WHAT NEEDS TO BE DONE
Return, exactly and in full, the lines of the records below starting at the one with "500L1383 538L1413 542L1429" and ending at the one with "positive clicks: (208, 559) (265, 562)", and no other lines.

AVAILABLE RECORDS
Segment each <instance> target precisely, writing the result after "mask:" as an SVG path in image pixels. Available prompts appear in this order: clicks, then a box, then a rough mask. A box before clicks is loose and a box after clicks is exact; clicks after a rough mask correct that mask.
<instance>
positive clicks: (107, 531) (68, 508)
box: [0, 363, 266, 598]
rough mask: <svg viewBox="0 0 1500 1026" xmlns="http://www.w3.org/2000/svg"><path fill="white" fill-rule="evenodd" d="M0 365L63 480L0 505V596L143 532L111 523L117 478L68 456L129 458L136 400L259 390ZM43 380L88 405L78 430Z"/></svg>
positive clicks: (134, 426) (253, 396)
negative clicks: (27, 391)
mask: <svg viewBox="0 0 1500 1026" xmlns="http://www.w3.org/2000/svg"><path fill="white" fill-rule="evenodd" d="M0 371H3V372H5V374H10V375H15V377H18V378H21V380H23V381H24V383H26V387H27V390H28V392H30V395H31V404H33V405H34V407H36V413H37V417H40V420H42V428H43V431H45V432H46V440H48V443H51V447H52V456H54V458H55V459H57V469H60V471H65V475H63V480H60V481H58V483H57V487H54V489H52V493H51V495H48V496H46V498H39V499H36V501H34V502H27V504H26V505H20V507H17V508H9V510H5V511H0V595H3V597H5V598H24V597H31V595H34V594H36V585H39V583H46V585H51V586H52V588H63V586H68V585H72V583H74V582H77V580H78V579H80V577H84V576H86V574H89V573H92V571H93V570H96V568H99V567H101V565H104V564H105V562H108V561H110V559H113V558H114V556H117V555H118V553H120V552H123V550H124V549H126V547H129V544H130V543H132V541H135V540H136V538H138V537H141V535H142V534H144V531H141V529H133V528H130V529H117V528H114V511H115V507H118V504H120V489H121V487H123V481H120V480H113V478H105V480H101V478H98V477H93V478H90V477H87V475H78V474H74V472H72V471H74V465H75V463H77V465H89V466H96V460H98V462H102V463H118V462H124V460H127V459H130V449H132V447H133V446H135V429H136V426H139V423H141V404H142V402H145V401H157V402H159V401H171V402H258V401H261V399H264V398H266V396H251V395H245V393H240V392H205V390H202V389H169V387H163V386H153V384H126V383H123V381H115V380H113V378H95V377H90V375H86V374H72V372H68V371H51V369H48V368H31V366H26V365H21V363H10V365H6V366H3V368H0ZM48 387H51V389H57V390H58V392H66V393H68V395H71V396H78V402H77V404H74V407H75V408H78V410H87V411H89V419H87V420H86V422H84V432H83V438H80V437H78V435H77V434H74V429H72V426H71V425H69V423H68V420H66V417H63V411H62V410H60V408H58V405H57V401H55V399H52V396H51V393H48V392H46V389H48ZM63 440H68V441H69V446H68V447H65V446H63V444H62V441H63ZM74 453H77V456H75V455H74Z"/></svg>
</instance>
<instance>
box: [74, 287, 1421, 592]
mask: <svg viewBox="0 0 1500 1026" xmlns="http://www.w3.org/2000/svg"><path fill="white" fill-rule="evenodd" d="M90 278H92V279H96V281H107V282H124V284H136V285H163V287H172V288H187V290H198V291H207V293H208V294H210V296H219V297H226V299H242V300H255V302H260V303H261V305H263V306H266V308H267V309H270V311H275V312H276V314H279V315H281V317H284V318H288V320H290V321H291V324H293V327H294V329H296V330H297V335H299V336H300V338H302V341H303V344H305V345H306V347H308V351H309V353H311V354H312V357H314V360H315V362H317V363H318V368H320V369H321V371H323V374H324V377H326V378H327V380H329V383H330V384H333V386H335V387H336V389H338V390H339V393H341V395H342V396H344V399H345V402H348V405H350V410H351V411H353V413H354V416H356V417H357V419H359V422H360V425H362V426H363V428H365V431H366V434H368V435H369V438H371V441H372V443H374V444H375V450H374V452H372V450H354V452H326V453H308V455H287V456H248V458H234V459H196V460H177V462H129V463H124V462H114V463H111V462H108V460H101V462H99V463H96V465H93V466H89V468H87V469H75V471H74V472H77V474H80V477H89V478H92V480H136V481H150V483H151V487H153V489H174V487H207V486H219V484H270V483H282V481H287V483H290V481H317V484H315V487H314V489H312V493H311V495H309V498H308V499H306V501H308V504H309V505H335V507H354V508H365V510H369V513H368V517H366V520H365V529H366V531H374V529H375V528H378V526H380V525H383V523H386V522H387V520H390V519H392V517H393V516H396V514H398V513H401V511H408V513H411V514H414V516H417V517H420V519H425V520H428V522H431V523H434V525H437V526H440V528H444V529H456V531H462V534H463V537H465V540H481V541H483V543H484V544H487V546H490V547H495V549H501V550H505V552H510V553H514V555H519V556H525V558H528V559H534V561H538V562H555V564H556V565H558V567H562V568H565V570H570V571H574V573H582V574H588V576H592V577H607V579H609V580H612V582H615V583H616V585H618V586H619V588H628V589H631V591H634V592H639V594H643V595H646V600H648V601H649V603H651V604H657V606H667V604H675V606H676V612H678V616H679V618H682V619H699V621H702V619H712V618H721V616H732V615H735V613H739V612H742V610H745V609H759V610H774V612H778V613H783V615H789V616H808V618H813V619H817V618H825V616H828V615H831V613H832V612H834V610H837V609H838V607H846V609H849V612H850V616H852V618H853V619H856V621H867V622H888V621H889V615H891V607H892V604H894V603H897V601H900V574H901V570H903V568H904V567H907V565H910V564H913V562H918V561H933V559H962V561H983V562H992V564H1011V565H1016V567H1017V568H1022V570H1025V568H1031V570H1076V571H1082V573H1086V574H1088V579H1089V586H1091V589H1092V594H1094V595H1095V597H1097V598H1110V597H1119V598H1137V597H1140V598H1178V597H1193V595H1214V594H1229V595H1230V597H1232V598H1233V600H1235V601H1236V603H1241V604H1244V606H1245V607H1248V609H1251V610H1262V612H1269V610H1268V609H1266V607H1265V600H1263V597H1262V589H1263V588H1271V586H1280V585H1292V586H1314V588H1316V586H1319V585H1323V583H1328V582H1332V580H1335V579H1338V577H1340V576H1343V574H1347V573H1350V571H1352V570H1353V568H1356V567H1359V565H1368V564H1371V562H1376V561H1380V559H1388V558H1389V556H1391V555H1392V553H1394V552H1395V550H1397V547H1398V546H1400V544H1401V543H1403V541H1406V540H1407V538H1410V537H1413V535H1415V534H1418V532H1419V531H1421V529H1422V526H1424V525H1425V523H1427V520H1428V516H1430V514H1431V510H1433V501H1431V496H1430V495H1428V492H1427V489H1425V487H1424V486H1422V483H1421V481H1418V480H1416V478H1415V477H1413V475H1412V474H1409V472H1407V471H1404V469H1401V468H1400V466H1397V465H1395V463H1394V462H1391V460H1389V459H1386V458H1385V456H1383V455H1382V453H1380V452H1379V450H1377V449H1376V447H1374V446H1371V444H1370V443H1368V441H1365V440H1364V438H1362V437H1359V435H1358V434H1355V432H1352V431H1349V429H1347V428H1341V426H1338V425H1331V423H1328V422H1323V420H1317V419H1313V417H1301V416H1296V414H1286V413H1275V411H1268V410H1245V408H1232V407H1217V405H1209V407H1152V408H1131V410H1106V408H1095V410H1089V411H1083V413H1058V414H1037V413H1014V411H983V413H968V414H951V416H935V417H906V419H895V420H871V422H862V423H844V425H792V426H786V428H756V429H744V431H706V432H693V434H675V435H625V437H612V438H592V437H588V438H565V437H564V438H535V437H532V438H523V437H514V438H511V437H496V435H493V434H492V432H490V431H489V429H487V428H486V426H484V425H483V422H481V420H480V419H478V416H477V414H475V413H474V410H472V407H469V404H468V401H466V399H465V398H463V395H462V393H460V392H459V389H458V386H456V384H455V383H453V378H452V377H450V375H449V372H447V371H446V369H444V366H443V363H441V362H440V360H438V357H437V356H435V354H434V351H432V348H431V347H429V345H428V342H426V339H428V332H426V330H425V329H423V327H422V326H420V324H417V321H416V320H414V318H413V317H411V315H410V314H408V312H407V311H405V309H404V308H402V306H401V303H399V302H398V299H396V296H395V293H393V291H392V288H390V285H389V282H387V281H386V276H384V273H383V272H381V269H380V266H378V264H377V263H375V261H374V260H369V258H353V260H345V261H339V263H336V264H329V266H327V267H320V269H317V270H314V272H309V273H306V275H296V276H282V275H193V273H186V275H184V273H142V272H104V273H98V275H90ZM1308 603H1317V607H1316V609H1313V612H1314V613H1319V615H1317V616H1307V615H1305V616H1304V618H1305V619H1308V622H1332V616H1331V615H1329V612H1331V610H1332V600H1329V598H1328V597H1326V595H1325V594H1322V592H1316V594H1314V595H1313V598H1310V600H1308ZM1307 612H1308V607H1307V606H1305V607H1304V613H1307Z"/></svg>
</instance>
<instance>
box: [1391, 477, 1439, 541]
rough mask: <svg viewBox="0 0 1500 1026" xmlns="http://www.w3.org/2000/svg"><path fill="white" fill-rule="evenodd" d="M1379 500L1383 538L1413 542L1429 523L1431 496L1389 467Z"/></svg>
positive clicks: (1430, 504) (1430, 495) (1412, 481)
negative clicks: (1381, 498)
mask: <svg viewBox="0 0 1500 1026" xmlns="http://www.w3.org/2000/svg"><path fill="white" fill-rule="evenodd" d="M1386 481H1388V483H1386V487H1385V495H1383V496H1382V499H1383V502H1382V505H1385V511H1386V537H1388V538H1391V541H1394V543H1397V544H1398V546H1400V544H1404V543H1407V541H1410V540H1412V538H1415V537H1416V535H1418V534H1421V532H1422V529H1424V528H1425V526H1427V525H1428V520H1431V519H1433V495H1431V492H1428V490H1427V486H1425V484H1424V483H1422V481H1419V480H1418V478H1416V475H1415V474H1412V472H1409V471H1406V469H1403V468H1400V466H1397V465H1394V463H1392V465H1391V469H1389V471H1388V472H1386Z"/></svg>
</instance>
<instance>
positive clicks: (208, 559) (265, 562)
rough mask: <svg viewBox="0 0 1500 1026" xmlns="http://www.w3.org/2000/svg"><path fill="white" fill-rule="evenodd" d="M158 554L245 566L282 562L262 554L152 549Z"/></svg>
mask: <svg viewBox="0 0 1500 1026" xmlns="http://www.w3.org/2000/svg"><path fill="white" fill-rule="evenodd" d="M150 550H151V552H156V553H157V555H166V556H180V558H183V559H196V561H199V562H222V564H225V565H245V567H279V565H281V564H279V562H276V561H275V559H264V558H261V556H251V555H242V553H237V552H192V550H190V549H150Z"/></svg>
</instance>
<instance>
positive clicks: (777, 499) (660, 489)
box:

YOUR SOLUTION
rough mask: <svg viewBox="0 0 1500 1026" xmlns="http://www.w3.org/2000/svg"><path fill="white" fill-rule="evenodd" d="M1379 500L1383 538L1413 542L1429 523L1431 496L1389 467Z"/></svg>
positive clicks: (1430, 504) (1430, 495) (1412, 481)
negative clicks: (1381, 498)
mask: <svg viewBox="0 0 1500 1026" xmlns="http://www.w3.org/2000/svg"><path fill="white" fill-rule="evenodd" d="M1386 481H1388V483H1386V487H1385V495H1383V496H1382V499H1383V502H1382V505H1385V511H1386V537H1388V538H1391V541H1394V543H1397V544H1398V546H1400V544H1404V543H1407V541H1410V540H1412V538H1415V537H1416V535H1418V534H1421V532H1422V529H1424V528H1425V526H1427V525H1428V520H1431V519H1433V495H1431V492H1428V490H1427V486H1425V484H1424V483H1422V481H1419V480H1418V478H1416V475H1415V474H1412V472H1409V471H1406V469H1403V468H1400V466H1397V465H1394V463H1392V465H1391V469H1389V471H1388V472H1386Z"/></svg>
</instance>
<instance>
positive clicks: (208, 559) (265, 562)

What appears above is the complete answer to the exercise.